- **PAGE EXTRACT**
________________________

The SPF industry has become committed to environmentally responsible products. Spray foam
raw materials are currently produced with a higher content of rapidly renewable substances –
lavender oils, vegetable oils and rainwater. SPF products have significantly reduced the use of
virgin raw materials and replaced those components with elements made from recycled plastics
(PET) and plant-based oils. The commitment to recycled content is significant. The discerning
designer can now readily locate spray foam products that make a contribution to certified ‘Green’
building strategies (especially LEED).
The insulation industry in general, and the foam insulation market in particular, received ‘the
guilt-by-association’ effect of the urea formaldehyde (UFFI) ban. UFFI’s possible ‘off-gassing’ was
determined to create a potential health risk. And even though most of today’s data would
indicate an overreaction occurred, the effects of the UFFI ban linger on for foam insulations(4)
SPF is formaldehyde-free and has never experienced ‘offgassing’. Within 24 hours of site
manufacturer, the SPF is 1/100 of the allowable limit for Volatile Organic Compounds (VOCs).
Only during the application process does one need to be concerned about VOCs, and even then,
at distances of greater than ten metres, the effects are negligible. SPF, when installed by
trained, certified and licensed installers,(5) is a safe and environmentally friendly product. In fact,
SPF can be a contributor to LEED’s ‘Low-Emitting Materials’ credit when used as a Sealant
(conforms to SCAQMD Rule #1168).
So, SPF contributes to several LEED credits – Energy & Atmosphere (energy performance),
Materials & Resources (recycled content), and Indoor Environmental Quality (low-emitting
materials). But what about the undeniable fact that SPF is a plastic product and that plastics are
not biodegradable? SPF, when discarded lays inert with other non-biodegradable products for
relative eternity—true and undeniable. However, consider that the SPF application, by definition,
is customized at the jobsite. The actual waste generated is considerably less than factory
manufactured insulation products that are cut to fit at the jobsite. Here is where most
environmentalists agree that choosing the benefits of an energy efficient product that solves a
multitude of efficiency design situations, outweighs the minimal downside of the product.

________________________

- **PROVIDED MATERIAL**
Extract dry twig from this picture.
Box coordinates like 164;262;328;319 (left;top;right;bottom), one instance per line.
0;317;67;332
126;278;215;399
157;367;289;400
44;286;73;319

________________________

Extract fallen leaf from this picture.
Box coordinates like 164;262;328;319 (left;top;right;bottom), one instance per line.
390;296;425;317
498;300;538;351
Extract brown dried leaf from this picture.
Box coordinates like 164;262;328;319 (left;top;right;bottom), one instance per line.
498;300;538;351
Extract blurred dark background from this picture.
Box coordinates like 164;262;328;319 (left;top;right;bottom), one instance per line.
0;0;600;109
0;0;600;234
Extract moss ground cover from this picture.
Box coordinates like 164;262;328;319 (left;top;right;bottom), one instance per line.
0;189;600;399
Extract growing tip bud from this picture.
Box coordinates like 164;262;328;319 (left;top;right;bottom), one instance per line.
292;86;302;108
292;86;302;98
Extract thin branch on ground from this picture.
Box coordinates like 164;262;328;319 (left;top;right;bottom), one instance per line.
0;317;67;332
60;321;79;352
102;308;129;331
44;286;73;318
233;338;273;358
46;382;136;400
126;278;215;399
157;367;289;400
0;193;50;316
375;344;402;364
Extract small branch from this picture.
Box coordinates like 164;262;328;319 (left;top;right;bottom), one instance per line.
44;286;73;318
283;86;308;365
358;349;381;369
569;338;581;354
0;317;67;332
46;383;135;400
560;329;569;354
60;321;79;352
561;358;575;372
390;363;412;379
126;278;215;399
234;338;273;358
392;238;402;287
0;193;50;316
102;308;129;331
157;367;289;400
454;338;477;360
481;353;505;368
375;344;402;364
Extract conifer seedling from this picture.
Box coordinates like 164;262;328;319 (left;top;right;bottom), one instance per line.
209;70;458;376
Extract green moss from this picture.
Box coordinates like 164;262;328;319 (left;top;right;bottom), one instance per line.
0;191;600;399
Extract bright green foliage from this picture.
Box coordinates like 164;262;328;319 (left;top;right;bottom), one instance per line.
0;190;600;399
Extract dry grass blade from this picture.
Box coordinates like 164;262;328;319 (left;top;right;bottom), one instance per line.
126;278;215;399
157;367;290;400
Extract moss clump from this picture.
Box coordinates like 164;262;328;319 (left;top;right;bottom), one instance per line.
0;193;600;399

________________________

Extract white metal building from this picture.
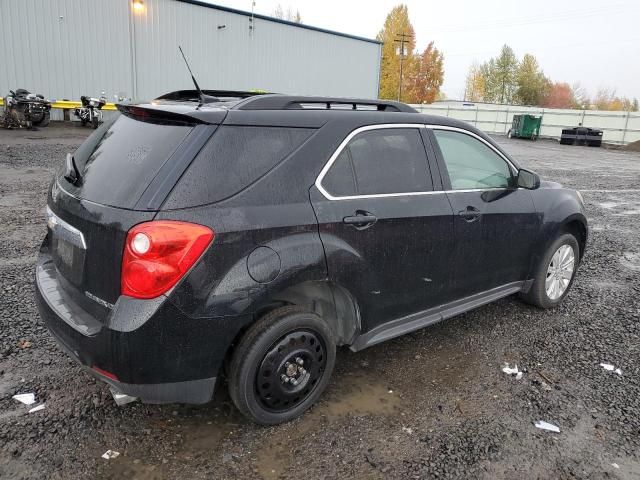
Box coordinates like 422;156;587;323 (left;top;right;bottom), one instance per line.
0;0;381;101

________________________

- **SET PROBLEM**
From the spray foam text above, list every rapidly renewable substance that spray foam raw materials are said to contain.

- **ANSWER TO THE PROBLEM**
lavender oils, vegetable oils, rainwater